Top of PROVIDED RECORDS

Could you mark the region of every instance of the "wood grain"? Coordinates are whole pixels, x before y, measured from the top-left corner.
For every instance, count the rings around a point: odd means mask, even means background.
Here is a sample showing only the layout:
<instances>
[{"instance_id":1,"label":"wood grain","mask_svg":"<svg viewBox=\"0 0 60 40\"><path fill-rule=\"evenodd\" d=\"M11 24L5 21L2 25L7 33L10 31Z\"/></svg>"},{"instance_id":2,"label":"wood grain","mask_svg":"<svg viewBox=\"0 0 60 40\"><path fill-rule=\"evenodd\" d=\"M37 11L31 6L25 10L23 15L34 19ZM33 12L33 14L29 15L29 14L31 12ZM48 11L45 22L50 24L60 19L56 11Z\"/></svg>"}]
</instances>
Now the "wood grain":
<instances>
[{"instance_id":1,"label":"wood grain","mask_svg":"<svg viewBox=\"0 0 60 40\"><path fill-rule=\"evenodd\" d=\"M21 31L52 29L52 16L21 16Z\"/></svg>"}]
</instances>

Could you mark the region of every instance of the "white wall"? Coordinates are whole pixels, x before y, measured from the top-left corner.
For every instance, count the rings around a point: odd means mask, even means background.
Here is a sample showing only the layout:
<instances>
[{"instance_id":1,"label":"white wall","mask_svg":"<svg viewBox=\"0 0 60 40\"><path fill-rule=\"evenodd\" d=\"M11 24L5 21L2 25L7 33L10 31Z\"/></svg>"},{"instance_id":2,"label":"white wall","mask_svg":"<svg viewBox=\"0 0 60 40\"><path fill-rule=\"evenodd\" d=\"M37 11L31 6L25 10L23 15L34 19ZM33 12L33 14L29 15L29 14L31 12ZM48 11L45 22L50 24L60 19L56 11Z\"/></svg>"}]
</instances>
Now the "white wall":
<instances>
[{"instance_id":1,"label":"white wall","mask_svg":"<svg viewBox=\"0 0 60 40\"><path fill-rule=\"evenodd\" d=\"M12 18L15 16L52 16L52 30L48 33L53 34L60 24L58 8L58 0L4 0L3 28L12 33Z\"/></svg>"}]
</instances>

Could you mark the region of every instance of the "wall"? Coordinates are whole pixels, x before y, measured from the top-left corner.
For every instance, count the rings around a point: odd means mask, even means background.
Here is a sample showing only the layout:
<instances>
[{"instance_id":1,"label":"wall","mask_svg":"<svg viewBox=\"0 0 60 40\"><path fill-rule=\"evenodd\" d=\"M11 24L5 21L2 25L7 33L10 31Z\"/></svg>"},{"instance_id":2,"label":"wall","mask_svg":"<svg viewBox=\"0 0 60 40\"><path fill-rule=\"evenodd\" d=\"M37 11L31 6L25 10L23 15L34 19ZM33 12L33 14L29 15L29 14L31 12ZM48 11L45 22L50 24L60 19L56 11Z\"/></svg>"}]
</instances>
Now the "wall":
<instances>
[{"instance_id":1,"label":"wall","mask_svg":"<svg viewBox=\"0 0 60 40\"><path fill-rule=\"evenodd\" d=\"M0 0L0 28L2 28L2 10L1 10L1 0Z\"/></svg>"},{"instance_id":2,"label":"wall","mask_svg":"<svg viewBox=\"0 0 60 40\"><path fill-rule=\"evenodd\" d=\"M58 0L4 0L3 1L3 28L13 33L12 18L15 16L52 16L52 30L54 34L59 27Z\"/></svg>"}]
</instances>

Bottom of PROVIDED RECORDS

(WHAT THIS TASK INVOLVES)
Output the whole listing above again, word for word.

(RESULT OF THE TASK)
Could you mark the region of every instance of the "wood grain"? Coordinates are whole pixels, x before y, measured from the top-left corner.
For every instance, count the rings around a point: odd means mask, even means background.
Here is a sample showing only the layout:
<instances>
[{"instance_id":1,"label":"wood grain","mask_svg":"<svg viewBox=\"0 0 60 40\"><path fill-rule=\"evenodd\" d=\"M11 24L5 21L2 25L7 33L10 31Z\"/></svg>"},{"instance_id":2,"label":"wood grain","mask_svg":"<svg viewBox=\"0 0 60 40\"><path fill-rule=\"evenodd\" d=\"M37 11L31 6L25 10L23 15L34 19ZM33 12L33 14L29 15L29 14L31 12ZM48 11L45 22L50 24L60 19L56 11Z\"/></svg>"}]
</instances>
Now the "wood grain":
<instances>
[{"instance_id":1,"label":"wood grain","mask_svg":"<svg viewBox=\"0 0 60 40\"><path fill-rule=\"evenodd\" d=\"M21 31L52 29L52 16L21 16Z\"/></svg>"}]
</instances>

Could you mark the region of every instance of the "white wall"? Coordinates are whole pixels, x before y, measured from the top-left corner.
For every instance, count the rings around a point: odd means mask, even means background.
Here is a sample showing only the layout:
<instances>
[{"instance_id":1,"label":"white wall","mask_svg":"<svg viewBox=\"0 0 60 40\"><path fill-rule=\"evenodd\" d=\"M11 24L5 21L2 25L7 33L10 31Z\"/></svg>"},{"instance_id":2,"label":"white wall","mask_svg":"<svg viewBox=\"0 0 60 40\"><path fill-rule=\"evenodd\" d=\"M37 11L31 6L25 10L23 15L34 19ZM33 12L33 14L29 15L29 14L31 12ZM48 11L45 22L50 24L60 19L56 11Z\"/></svg>"}]
</instances>
Now the "white wall":
<instances>
[{"instance_id":1,"label":"white wall","mask_svg":"<svg viewBox=\"0 0 60 40\"><path fill-rule=\"evenodd\" d=\"M12 18L15 16L52 16L52 30L48 33L53 34L60 24L58 8L58 0L4 0L3 28L12 33Z\"/></svg>"}]
</instances>

Could you mark the region of every instance of the "wall"? Coordinates are whole pixels, x before y, measured from the top-left corner.
For every instance, count the rings around a point: odd means mask, even means background.
Here is a sample showing only the layout:
<instances>
[{"instance_id":1,"label":"wall","mask_svg":"<svg viewBox=\"0 0 60 40\"><path fill-rule=\"evenodd\" d=\"M11 24L5 21L2 25L7 33L10 31Z\"/></svg>"},{"instance_id":2,"label":"wall","mask_svg":"<svg viewBox=\"0 0 60 40\"><path fill-rule=\"evenodd\" d=\"M37 11L31 6L25 10L23 15L34 19ZM33 12L33 14L29 15L29 14L31 12ZM48 11L45 22L50 24L60 19L56 11Z\"/></svg>"}]
</instances>
Now the "wall":
<instances>
[{"instance_id":1,"label":"wall","mask_svg":"<svg viewBox=\"0 0 60 40\"><path fill-rule=\"evenodd\" d=\"M0 0L0 28L2 28L2 10L1 10L1 0Z\"/></svg>"},{"instance_id":2,"label":"wall","mask_svg":"<svg viewBox=\"0 0 60 40\"><path fill-rule=\"evenodd\" d=\"M58 0L4 0L3 1L3 28L13 33L12 18L15 16L52 16L52 30L54 34L59 27Z\"/></svg>"}]
</instances>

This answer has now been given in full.